Dataset items:
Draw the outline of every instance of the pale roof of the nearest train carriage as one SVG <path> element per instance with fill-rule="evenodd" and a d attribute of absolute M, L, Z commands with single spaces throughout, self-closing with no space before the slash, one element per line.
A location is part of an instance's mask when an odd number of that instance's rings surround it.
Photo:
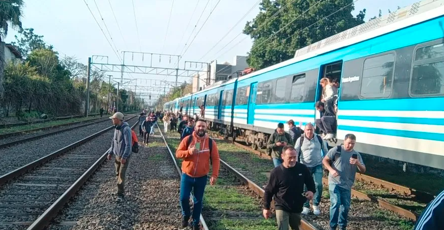
<path fill-rule="evenodd" d="M 239 77 L 238 81 L 444 15 L 444 0 L 424 0 L 296 50 L 294 58 Z"/>

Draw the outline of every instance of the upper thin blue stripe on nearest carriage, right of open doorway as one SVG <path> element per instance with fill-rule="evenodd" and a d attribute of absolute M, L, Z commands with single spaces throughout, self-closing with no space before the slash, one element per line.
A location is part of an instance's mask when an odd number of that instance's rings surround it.
<path fill-rule="evenodd" d="M 365 114 L 365 112 L 363 112 Z M 356 120 L 369 122 L 392 122 L 402 124 L 420 124 L 420 125 L 444 125 L 444 119 L 430 118 L 389 118 L 389 117 L 360 117 L 360 116 L 339 116 L 339 120 Z M 341 121 L 339 121 L 341 123 Z"/>

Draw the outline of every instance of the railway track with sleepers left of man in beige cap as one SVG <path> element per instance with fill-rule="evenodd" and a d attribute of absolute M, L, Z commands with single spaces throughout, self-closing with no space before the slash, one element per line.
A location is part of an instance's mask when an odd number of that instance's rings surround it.
<path fill-rule="evenodd" d="M 137 124 L 137 118 L 129 120 Z M 97 169 L 98 159 L 106 158 L 112 129 L 108 124 L 108 128 L 80 141 L 80 147 L 63 155 L 53 153 L 52 160 L 42 158 L 38 167 L 35 164 L 16 170 L 14 179 L 2 176 L 9 180 L 0 187 L 0 229 L 43 229 Z"/>

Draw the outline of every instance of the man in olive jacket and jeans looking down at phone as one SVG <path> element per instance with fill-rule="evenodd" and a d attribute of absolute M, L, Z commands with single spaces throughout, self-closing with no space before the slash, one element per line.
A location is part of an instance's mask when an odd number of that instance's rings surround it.
<path fill-rule="evenodd" d="M 284 131 L 284 124 L 279 123 L 276 131 L 270 136 L 267 142 L 267 151 L 273 159 L 273 164 L 278 167 L 282 164 L 282 149 L 287 146 L 294 146 L 291 136 Z"/>

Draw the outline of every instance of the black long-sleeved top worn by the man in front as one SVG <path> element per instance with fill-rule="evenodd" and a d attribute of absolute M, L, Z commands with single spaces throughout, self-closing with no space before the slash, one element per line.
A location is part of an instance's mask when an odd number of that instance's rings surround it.
<path fill-rule="evenodd" d="M 265 188 L 264 208 L 270 209 L 274 196 L 275 209 L 290 213 L 300 213 L 307 200 L 302 196 L 304 184 L 307 190 L 315 192 L 313 177 L 307 166 L 296 163 L 294 167 L 285 168 L 283 165 L 274 168 L 270 173 L 270 180 Z"/>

* _Task requirements_
In the records above, locate the lines holding the word "carriage". Copy each of them.

* _Solution to this task_
Draw the outline of every instance of the pale roof of the nearest train carriage as one SVG <path> element per instance with fill-rule="evenodd" and a d attribute of absolute M, L, Z commands with single spaces throughout, self-closing with no space before the slash, one element per line.
Draw the outline of every instance of the upper thin blue stripe on nearest carriage, right of open doorway as one SVG <path> element per instance with fill-rule="evenodd" and a d attribute of absolute M, L, Z commands with single spaces throughout, self-closing with no space before the slash, one element per line.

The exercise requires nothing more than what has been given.